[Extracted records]
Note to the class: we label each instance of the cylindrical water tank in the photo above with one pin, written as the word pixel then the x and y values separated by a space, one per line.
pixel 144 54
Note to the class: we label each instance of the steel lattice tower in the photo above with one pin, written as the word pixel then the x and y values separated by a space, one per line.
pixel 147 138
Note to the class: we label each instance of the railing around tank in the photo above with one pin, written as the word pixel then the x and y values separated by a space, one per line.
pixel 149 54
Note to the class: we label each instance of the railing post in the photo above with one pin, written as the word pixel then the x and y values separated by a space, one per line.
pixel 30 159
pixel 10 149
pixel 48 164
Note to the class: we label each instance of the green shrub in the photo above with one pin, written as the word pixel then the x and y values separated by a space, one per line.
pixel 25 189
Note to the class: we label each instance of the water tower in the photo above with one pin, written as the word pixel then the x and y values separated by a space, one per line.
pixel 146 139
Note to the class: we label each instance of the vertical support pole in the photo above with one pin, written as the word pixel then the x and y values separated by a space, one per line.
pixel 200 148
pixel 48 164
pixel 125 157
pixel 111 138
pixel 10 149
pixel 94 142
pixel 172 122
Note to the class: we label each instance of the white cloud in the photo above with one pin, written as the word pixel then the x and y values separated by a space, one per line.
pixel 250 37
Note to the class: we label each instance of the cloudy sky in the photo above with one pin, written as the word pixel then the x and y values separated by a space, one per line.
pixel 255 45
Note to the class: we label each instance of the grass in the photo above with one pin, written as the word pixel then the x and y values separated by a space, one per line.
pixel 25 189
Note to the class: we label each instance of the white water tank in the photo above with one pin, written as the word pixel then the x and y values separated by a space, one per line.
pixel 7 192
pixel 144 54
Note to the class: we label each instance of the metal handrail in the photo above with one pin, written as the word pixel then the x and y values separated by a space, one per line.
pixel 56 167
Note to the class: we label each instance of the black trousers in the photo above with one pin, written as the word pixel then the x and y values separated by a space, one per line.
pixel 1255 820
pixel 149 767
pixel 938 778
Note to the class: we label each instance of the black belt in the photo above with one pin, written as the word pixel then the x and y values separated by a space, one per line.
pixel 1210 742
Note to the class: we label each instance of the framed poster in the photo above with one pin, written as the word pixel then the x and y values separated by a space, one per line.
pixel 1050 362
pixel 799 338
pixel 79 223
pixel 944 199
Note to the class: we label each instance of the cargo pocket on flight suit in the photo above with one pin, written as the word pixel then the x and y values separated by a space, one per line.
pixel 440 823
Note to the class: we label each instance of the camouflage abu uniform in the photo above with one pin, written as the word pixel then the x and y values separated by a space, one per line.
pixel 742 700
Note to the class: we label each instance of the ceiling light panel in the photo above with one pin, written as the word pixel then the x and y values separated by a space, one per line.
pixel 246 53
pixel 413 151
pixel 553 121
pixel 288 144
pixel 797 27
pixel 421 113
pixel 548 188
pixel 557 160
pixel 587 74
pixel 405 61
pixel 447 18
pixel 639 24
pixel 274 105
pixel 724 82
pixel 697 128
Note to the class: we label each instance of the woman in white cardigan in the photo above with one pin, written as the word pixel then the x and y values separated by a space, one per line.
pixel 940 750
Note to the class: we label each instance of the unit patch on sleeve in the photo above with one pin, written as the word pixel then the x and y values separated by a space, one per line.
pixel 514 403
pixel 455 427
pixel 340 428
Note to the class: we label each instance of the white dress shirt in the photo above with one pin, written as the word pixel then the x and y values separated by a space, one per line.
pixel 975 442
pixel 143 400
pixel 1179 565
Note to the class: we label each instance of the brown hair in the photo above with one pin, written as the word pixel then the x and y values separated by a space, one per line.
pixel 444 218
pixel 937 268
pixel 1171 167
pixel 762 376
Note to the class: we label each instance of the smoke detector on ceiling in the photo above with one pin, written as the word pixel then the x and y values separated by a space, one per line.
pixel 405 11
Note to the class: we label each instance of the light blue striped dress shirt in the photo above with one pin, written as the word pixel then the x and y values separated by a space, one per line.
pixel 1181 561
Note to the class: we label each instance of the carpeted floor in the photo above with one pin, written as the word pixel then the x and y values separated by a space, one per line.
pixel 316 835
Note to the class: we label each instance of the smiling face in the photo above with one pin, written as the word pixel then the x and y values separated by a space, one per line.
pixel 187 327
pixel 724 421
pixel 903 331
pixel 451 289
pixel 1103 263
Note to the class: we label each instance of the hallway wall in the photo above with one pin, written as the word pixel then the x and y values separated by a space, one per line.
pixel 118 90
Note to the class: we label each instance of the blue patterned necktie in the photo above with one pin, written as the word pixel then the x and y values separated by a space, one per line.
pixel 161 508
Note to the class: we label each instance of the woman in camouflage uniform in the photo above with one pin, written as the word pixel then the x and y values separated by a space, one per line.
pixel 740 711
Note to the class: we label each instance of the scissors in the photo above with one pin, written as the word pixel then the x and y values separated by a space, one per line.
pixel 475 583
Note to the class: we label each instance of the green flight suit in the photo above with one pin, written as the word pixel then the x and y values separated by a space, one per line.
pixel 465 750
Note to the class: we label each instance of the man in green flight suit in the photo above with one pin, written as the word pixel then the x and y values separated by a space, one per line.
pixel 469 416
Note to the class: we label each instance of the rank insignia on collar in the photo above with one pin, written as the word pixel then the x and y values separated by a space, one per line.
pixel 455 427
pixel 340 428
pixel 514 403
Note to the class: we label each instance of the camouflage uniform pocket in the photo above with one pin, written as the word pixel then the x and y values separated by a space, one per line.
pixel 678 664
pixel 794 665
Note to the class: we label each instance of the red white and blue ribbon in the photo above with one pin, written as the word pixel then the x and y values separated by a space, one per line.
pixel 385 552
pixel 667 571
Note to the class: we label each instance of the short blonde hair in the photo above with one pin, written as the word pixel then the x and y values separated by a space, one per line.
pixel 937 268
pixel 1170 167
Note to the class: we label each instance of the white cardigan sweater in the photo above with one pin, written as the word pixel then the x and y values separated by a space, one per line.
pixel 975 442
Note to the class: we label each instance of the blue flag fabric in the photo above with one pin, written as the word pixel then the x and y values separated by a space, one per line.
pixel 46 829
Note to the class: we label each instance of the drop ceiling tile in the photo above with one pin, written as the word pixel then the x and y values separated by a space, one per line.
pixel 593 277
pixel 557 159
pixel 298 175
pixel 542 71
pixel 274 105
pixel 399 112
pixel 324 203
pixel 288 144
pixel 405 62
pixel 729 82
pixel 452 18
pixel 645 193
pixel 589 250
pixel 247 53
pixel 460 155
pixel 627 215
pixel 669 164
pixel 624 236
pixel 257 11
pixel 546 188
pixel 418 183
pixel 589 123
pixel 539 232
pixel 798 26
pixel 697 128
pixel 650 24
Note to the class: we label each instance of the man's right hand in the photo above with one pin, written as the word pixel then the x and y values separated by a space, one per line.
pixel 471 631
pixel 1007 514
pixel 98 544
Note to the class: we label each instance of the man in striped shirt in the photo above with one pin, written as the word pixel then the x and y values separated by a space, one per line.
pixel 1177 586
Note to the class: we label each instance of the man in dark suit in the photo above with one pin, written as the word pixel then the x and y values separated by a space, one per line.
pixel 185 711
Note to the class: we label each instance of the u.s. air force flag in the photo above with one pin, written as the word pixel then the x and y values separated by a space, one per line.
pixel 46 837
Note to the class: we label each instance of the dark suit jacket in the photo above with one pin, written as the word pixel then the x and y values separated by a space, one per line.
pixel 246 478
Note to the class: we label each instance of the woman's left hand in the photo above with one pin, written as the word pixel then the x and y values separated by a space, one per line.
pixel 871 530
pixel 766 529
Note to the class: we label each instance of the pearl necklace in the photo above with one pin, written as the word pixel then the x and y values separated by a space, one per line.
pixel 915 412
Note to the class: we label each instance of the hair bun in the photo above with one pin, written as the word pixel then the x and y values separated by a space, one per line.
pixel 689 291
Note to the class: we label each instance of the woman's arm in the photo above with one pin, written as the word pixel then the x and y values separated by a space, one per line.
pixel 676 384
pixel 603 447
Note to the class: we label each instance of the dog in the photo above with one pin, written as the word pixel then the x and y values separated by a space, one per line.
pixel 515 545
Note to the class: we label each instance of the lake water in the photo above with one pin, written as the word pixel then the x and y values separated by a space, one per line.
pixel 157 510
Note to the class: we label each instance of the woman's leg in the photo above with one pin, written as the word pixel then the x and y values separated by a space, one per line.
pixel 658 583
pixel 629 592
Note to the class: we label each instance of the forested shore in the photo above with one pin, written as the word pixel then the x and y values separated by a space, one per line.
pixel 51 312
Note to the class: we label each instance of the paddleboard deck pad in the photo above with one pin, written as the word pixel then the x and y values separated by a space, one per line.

## Exercise aim:
Update the rows starting at the line containing "Note to the class: we label each instance of the water" and ending at the line containing "pixel 146 139" by replacing "water tower" with "storage tower" and changing nothing else. Return only those rows.

## Full response:
Note to the class: we label each instance of the storage tower in the photo above with one pin, written as the word pixel then the x and y values separated by a space, one per line.
pixel 146 139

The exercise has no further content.